>> Begin DOCUMENT EXTRACT
# DATASTRIDE TOOL DOCS

This document describes the workflow of the Datastride tool on the backend site. These features of the tool include:

  • Automatically pull the latest data from input table to output_table
  • Allow get campaigns of organization, update custom group, CPM fields on UI, filter campaigns by fields which serve for BI analysis.

# How to tool work

# With admin

Admin user is responsible for:

  • Onboarding for org_id
  • Establishing a job to synchronize data from the input table (radar) to the output table (datapal).

alt text

Onboard steps:

  • In this step, the admin performs onboarding for the org_id, store necessary tables which tool work on in PostgresSQL
  • Simultaneously, creating automatically tables on Google BigQuery (GBQ) for that org_id.
  • Example:
{
    "input_table": "radar-377104.operations.true_datastride_campaign_entity_master_union",
    "output_table": "radar-377104.operations.true_datastride_campaign_entity_master_union_output",
    "channel_table": "radar-377104.operations.datastride_channel_table",
    "cdp_table_radar": "radar-377104.radardata.advantage_media_orders",
    "cdp_table_datapal": "radar-377104.operations.datastride_cdp_table_datapal"
}
  • In above fields:
    • input_table, output_table, channel_table, cdp_table_datapal is required fields
    • cdp_table_radar is optional

=> When onboarded, if table of channel_table, cdp_table_datapal, output_table fields don't exist, they will be automatically created in GBQ.
>> End DOCUMENT EXTRACT
>> Begin SUPPLIED RECORDS
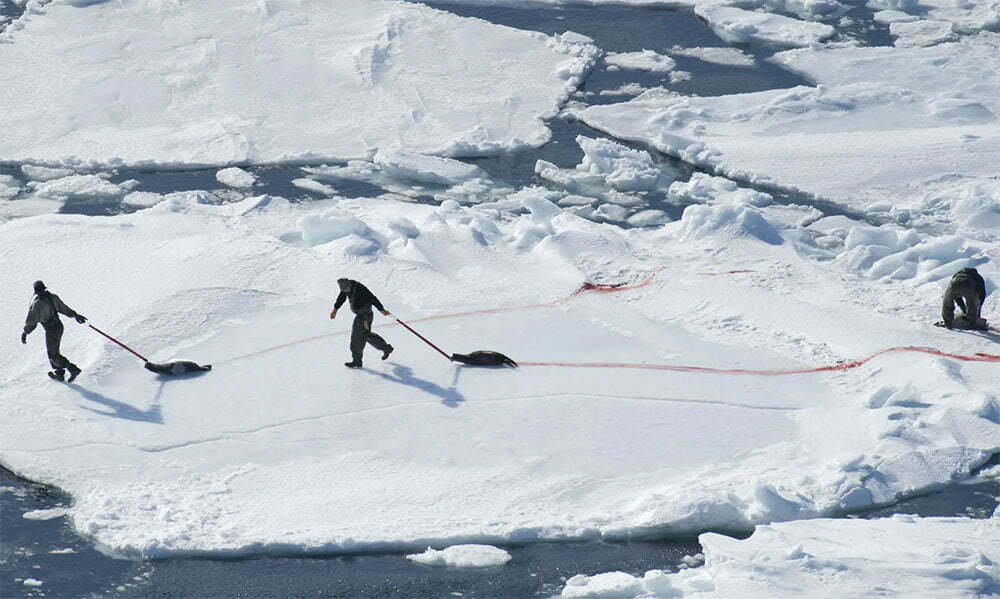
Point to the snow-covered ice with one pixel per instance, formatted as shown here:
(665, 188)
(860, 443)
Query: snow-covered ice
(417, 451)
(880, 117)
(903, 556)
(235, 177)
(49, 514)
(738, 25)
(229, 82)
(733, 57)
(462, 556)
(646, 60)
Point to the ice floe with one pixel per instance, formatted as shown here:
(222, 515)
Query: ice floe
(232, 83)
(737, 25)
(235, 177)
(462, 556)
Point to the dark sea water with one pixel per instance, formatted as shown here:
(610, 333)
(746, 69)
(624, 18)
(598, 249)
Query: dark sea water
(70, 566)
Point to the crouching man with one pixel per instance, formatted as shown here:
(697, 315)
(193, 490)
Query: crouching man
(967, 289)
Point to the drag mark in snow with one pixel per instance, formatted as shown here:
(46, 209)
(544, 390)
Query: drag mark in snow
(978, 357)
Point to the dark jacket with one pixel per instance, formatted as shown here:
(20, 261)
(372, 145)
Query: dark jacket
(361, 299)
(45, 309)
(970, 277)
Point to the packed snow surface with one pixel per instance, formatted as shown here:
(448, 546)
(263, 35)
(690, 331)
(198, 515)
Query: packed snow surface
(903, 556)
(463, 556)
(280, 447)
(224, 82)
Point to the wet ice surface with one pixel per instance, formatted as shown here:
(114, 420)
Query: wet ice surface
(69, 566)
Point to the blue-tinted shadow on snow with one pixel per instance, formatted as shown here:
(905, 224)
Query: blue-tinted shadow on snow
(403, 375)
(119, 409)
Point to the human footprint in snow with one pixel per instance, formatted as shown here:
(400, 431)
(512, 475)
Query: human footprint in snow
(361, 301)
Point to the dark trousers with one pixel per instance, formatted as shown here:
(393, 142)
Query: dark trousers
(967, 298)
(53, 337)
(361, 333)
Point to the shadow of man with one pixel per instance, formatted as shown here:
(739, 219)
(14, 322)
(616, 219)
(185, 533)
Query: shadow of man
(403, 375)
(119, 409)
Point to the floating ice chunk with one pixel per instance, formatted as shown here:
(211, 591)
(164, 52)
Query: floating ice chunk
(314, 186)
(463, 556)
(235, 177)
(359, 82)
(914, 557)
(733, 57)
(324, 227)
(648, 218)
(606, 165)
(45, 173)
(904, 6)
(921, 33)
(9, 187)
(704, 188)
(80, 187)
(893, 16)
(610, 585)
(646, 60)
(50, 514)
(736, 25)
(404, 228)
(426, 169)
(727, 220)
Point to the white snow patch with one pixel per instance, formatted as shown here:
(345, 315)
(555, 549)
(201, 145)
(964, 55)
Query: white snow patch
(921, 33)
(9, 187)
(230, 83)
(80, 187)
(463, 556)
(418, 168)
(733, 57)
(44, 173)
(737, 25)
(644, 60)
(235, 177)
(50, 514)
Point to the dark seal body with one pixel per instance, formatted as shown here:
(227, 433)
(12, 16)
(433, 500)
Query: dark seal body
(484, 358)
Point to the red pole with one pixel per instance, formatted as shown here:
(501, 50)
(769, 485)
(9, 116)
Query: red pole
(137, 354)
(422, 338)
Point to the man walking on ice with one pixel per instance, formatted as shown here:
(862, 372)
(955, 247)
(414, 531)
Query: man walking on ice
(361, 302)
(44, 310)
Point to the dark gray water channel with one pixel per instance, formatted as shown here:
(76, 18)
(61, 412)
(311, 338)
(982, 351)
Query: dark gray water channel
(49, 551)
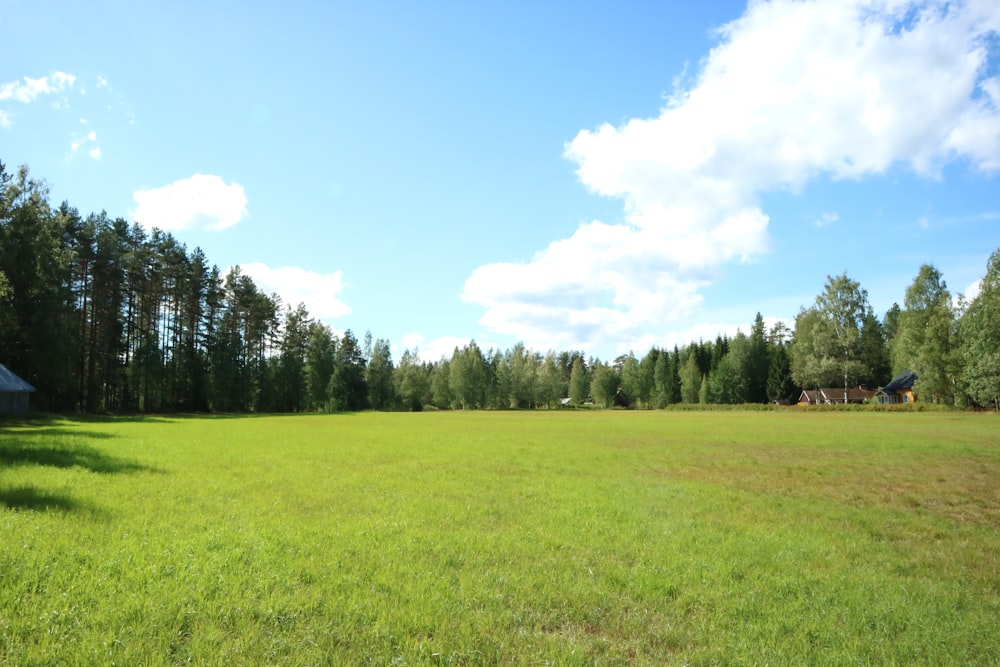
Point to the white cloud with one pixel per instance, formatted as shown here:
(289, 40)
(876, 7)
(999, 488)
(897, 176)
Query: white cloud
>> End SUPPLIED RECORDS
>> Begin SUPPLIED RECORDS
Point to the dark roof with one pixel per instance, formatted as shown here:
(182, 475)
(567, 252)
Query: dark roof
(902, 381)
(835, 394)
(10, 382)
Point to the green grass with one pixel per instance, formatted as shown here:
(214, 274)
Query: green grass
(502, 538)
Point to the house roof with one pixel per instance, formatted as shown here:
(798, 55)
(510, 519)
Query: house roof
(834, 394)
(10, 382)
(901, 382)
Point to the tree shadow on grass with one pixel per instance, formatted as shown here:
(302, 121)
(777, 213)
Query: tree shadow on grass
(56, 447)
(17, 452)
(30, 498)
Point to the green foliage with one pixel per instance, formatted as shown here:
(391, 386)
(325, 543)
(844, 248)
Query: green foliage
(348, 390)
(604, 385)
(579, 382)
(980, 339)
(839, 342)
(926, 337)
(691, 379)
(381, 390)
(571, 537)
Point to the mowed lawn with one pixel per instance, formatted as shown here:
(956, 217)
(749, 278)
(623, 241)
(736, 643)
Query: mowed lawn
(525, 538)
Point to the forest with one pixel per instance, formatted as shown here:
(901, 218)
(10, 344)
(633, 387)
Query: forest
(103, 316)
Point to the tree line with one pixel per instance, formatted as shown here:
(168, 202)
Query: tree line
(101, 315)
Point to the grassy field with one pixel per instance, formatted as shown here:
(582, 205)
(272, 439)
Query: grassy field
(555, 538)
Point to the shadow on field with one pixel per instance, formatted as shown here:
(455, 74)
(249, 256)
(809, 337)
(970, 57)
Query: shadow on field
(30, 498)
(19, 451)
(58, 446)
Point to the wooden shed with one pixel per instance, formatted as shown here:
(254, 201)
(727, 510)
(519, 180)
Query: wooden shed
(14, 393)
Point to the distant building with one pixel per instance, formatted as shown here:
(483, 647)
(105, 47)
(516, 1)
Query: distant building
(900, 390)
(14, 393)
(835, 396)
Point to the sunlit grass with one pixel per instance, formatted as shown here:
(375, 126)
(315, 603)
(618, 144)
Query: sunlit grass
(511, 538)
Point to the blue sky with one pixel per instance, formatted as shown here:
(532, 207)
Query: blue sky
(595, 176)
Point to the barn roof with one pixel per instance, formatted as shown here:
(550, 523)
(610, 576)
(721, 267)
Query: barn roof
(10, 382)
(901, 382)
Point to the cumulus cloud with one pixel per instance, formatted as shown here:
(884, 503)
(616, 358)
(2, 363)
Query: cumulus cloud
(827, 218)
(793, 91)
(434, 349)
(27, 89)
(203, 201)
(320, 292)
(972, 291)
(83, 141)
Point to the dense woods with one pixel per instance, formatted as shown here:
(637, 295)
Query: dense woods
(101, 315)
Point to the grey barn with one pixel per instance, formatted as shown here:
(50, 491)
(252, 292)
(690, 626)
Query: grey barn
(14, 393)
>> End SUPPLIED RECORDS
◆ TO DO:
1/ In the records, between the line holding "Point to the man" and the line holding "Query: white cloud", inclusive, change "one pixel per instance" to "a single pixel per instance" and keep everything else the same. Leave the pictures out of your answer.
2/ Take the Datastride tool documentation further from the point where it stops.

◆ TASK-BY-TASK ANSWERS:
1/
Point to the man walking on ice with a single pixel per instance, formatted as shown here:
(862, 372)
(955, 247)
(414, 531)
Query: man walking on ice
(361, 302)
(44, 310)
Point to the dark gray water channel with a single pixel per instance, formatted as shown here:
(76, 18)
(61, 412)
(311, 338)
(982, 351)
Query: dark gray water channel
(49, 551)
Point to the white cloud with a single pixel per instance, formatted as shown here:
(289, 40)
(876, 7)
(999, 488)
(897, 176)
Query: white cloud

2/
Sync steps:

  • This step will synchronize data from the input table provided by Radar to the output table that the Datastride tool works on.
  • Below are the fields will be updated by the Datastride tool if there are any changes from the input table.
    campaign_total_budget,
    campaign_start_date,
    campaign_end_date,
    daily_budget,
    channel,
    placement,
    TMID,
    order_number,
    vendor_name,
    current_month_start_date,
    current_month_end_date,
    current_month_gross_budget,
    current_month_net_budget,
    current_month_plan_impressions,
    billed_bill_amount,
    billed_net_amount,
    plan_impressions,
    platform_commission,
  • Fields will be updated by Users on UI:
    custom group
    CPM
  • Notes:
    • Key is used to sync data from input table --> output table of tool is account_id, campaign_id, TMID, order_number, placement
    • These changes will be reflected in the output table at the top of each hour by the job on Cloud Scheduler

# Detailed onboard step

N.o Steps Person in-charge Notes
1 Prepare agency information, which includes agency name,
parent agency (if existing),...
Agency Representative
2 Add the agency to Authentication Service * Datapal Authen admin tool (if exist)
* Or, Datapal Admin/Developers
This step results in a unique org_id
3 Add agency's users to Authentication Service * Datapal OAuth2 login Button on UI (if exist)
* Datapal Authen admin tool (if exist)
* Or, Datapal Admin/Developers
Add the users (requested by user directly or by the agency's representative)
to organization id org_id generated in step 2.
4 Provide BigQuery table ID where the tool will pull data.
Provide BigQuery table ID where the working data will locate in.
Agency Representative Make sure the tables are granted to be used by Datapal.
5 Provide Account List for the agency. Agency Representative The list should be in a CSV file, having 5 columns: platform, account_name, account_id, client_code, description.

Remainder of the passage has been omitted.